Gather all lines in the records below that include the word "straw".

[Referring expression data]
.....
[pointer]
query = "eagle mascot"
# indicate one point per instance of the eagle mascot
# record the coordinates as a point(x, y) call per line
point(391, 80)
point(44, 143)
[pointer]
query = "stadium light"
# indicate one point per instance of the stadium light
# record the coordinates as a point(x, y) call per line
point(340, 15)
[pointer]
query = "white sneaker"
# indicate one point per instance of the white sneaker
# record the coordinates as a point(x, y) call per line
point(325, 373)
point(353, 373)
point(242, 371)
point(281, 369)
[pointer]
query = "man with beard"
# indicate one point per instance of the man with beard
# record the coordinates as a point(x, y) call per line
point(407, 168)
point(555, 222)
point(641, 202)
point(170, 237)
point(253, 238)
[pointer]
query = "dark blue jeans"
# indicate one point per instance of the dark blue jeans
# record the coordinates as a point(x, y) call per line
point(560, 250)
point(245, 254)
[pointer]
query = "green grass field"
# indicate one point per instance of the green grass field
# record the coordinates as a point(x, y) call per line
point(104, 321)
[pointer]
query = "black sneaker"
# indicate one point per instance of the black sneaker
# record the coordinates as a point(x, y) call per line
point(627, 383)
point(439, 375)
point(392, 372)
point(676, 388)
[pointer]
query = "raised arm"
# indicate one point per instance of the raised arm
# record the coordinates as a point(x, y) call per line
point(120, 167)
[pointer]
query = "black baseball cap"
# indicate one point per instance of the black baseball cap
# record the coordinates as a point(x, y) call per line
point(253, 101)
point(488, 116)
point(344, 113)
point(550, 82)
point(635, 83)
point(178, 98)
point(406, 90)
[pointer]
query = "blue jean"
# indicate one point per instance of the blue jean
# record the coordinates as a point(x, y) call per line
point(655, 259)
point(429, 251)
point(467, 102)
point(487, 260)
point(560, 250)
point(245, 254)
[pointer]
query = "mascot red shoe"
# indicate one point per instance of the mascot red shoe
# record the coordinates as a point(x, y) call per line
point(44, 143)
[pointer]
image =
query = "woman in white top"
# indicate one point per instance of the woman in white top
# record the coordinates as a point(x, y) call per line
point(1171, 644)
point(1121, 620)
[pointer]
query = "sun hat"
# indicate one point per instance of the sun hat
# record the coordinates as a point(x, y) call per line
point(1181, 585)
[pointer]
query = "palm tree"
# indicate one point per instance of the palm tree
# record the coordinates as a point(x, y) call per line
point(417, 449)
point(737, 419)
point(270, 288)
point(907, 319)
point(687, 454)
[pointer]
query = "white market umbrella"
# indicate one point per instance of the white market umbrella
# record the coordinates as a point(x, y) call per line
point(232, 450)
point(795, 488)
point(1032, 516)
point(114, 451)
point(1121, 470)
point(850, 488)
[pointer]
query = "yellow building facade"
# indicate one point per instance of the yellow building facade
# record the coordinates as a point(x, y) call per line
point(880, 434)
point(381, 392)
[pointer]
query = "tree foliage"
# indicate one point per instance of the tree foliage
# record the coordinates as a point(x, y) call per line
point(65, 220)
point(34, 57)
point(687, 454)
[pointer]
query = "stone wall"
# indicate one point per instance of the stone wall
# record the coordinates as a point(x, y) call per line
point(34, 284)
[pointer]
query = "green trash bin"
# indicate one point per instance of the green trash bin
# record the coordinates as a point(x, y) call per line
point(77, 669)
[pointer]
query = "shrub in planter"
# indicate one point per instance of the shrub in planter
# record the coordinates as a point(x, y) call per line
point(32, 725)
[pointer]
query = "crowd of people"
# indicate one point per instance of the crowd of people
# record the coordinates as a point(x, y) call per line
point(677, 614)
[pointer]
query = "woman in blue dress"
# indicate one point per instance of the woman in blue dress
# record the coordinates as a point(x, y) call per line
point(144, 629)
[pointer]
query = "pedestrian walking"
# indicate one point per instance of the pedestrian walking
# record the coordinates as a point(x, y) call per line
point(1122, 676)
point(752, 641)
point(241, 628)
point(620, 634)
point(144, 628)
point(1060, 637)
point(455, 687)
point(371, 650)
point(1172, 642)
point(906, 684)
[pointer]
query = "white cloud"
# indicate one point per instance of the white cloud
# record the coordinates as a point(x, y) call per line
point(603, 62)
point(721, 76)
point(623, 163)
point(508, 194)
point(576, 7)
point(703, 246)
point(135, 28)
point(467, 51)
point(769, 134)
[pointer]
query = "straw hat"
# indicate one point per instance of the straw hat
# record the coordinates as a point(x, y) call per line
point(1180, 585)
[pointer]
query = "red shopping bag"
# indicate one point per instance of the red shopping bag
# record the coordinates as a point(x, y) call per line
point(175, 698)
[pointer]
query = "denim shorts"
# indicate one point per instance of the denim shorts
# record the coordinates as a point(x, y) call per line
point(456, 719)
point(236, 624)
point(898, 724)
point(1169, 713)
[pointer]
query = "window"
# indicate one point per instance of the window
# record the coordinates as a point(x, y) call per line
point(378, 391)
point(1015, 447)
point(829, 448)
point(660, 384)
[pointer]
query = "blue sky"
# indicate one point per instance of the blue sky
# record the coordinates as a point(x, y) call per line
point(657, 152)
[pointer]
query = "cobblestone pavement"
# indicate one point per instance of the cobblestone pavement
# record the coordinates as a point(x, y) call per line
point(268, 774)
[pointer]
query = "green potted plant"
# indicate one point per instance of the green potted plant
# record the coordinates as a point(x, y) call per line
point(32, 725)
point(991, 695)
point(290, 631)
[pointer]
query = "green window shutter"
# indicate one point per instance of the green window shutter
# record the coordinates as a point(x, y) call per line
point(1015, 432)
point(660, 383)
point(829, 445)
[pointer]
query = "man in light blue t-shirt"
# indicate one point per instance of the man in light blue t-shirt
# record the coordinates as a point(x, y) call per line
.....
• [REPLY]:
query = "straw hat"
# indicate one point per instance of the straw hat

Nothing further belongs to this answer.